Objective:
Please quote only the lines that start at the one with "-- sample [574,286]." and go on to the last line of the data, both ends kept.

Rows:

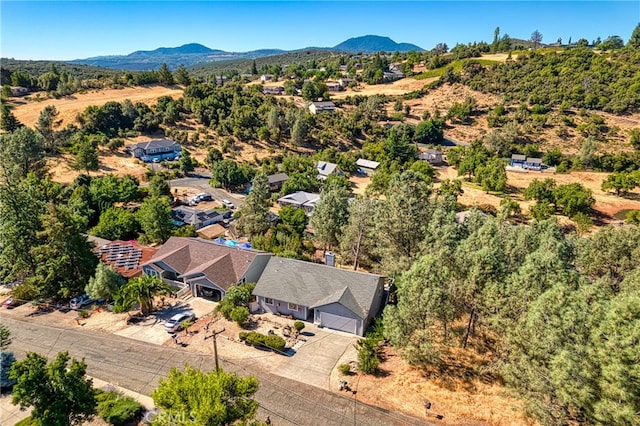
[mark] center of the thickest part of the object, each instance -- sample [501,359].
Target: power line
[249,370]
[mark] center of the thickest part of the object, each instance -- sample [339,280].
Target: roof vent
[330,258]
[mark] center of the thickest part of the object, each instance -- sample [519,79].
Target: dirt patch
[359,184]
[401,387]
[69,107]
[396,88]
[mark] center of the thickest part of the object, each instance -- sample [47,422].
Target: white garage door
[338,322]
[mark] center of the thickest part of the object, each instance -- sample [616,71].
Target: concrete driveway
[152,329]
[317,357]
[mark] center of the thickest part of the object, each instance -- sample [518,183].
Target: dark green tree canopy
[58,392]
[229,398]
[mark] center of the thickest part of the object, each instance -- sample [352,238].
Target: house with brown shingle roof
[125,257]
[207,268]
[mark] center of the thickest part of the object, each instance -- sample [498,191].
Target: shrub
[275,342]
[255,339]
[368,355]
[240,315]
[345,369]
[25,291]
[116,408]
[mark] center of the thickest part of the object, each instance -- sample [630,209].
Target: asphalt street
[138,366]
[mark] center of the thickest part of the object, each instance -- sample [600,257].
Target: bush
[116,408]
[275,342]
[345,369]
[298,325]
[368,355]
[25,291]
[240,315]
[255,339]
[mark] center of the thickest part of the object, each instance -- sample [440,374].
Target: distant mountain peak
[185,49]
[373,44]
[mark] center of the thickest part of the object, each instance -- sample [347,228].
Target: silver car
[175,322]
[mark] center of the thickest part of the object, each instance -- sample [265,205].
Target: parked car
[11,303]
[175,322]
[80,301]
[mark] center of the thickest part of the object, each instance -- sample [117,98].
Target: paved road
[138,366]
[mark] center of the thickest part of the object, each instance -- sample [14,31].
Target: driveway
[200,183]
[317,357]
[152,329]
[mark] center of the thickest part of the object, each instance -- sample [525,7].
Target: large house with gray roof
[184,215]
[157,150]
[300,200]
[206,268]
[330,297]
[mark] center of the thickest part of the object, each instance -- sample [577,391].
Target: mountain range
[194,53]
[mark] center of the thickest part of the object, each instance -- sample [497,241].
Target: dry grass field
[27,111]
[460,400]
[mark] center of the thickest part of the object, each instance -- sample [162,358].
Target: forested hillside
[578,78]
[534,299]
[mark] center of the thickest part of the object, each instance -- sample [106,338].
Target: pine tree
[252,218]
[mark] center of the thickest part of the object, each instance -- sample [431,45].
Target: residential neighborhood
[261,224]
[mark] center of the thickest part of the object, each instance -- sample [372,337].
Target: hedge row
[271,341]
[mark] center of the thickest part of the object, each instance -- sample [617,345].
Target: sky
[65,30]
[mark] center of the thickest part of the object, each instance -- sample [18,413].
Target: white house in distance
[367,166]
[331,297]
[433,156]
[318,107]
[300,200]
[156,150]
[326,169]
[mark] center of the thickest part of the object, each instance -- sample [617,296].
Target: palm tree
[142,290]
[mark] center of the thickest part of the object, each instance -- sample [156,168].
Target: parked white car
[175,322]
[80,301]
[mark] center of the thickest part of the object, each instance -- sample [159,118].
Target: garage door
[338,322]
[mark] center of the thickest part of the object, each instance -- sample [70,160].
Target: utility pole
[215,347]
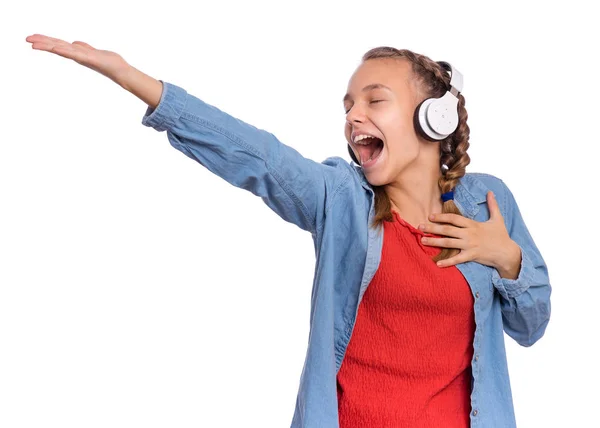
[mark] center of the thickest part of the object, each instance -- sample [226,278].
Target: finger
[493,206]
[459,258]
[80,43]
[455,219]
[444,230]
[66,51]
[45,39]
[443,242]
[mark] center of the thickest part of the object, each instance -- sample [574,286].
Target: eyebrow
[370,87]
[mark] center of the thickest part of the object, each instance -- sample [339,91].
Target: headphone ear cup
[417,120]
[352,155]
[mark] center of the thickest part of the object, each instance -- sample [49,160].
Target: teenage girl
[421,266]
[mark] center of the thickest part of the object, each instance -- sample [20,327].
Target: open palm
[107,63]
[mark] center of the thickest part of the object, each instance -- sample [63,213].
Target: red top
[408,362]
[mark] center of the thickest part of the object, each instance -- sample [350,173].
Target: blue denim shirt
[334,202]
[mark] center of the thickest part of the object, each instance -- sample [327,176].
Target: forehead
[391,72]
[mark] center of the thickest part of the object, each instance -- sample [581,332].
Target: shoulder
[484,182]
[479,183]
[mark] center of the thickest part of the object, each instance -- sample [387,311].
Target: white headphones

Answer to this exercise:
[mark] center of the thickest part of the object, each instance -- sample [574,286].
Target: eyebrow
[370,87]
[mark] center of the thickest part of the object, each instance -- sample [339,91].
Target: headphone ear cup
[417,120]
[352,155]
[mark] center of the thickest part of the object, each instance -- sample [49,160].
Target: teenage girl
[421,266]
[mark] center of the thickest part of the object, each instance -- sample [20,327].
Target: open palm
[107,63]
[mark] center of the thickest part of the object, each instance -- sample [63,213].
Target: red top
[408,362]
[mark] center of the thickest part of the object, each instance -- sample [350,173].
Target: blue denim shirt
[334,202]
[mark] center of the thickest part of the object, each instance -- sample [327,176].
Target: forehead
[391,72]
[mark] center of the thickest part of the object, each instance -- sample [581,332].
Target: shoulder
[484,182]
[479,183]
[mark] center of the thickest part of the object, each instance -- sample [387,311].
Target: white headphones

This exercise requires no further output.